(Object outline annotations)
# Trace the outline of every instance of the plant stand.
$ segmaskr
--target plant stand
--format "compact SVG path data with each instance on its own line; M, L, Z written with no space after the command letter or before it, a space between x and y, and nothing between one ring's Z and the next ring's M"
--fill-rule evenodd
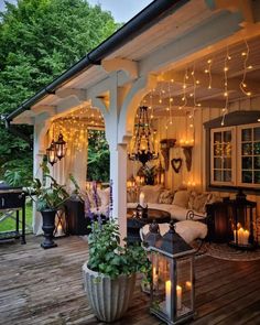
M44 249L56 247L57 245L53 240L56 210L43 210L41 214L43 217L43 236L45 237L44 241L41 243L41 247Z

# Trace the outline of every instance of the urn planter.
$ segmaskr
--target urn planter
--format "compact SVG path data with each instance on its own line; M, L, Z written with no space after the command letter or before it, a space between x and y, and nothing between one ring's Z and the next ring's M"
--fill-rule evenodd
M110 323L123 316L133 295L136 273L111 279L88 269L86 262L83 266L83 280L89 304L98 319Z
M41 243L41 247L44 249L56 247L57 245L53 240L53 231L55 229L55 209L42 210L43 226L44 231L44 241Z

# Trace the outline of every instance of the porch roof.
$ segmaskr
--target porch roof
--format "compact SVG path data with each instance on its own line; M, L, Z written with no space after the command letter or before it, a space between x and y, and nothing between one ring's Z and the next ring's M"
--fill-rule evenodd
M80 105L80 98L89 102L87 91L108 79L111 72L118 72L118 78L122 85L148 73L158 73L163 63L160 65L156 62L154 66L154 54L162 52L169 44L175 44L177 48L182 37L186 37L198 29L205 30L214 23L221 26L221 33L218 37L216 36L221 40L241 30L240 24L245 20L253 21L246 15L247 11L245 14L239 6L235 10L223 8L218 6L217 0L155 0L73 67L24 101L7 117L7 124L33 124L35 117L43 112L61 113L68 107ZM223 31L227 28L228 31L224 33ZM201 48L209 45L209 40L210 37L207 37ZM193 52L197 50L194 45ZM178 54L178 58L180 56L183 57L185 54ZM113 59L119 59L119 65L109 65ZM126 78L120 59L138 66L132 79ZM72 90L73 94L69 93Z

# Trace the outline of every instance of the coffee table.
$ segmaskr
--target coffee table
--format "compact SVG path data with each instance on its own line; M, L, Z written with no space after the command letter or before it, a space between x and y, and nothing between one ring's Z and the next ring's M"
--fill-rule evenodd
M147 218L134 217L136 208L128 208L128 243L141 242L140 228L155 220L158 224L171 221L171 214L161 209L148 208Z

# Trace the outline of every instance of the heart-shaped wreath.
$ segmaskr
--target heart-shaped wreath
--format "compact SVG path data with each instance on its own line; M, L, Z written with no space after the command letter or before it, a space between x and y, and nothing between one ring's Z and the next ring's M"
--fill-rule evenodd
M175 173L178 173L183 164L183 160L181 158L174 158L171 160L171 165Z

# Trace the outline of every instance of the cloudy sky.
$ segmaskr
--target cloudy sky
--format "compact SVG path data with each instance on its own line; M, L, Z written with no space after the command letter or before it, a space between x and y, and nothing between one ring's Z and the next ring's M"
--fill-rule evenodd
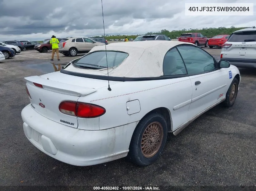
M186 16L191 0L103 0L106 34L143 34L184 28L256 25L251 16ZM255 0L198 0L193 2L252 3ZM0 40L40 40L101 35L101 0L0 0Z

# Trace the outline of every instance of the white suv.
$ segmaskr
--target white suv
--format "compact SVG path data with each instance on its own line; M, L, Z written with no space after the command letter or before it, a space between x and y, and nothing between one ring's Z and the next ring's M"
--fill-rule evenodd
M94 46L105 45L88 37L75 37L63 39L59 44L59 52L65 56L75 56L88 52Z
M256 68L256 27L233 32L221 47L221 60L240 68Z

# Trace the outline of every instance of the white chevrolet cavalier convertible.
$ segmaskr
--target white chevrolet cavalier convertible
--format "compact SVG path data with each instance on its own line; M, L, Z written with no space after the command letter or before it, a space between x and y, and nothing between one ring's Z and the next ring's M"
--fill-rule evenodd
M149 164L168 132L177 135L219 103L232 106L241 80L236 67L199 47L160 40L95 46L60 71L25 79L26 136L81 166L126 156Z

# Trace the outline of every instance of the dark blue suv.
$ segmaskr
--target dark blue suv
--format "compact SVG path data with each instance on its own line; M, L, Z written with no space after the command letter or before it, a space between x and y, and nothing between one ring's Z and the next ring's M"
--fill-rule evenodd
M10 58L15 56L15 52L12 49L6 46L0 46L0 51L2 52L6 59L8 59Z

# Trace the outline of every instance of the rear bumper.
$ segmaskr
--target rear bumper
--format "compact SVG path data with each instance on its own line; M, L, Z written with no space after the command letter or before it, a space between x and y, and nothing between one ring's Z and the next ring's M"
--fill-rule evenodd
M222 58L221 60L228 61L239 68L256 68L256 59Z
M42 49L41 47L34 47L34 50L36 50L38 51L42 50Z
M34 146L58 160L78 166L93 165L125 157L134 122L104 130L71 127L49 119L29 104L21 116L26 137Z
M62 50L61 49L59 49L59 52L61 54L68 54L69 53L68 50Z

§ **YOUR INSTRUCTIONS**: Write out the lines of the material word for word, beginning with the line that contains "# Trace the outline of every instance of the rear" and going on through the line that contains "M34 146L58 160L78", both included.

§ **RESPONSE FOR THIS EXERCISE**:
# Trace the outline of every instance of the rear bumper.
$ segmaskr
--target rear bumper
--format "compact SVG path data with each instance on its own line; M, L, Z written with no space after the command letter or before it, a space between x and y, and nothing between one ring's Z and the next ring's M"
--fill-rule evenodd
M222 58L221 60L228 61L239 68L256 68L256 59Z
M42 49L41 47L34 47L34 50L36 50L38 51L42 50Z
M34 146L58 160L78 166L93 165L125 157L134 122L104 130L71 127L49 119L29 104L21 116L26 137Z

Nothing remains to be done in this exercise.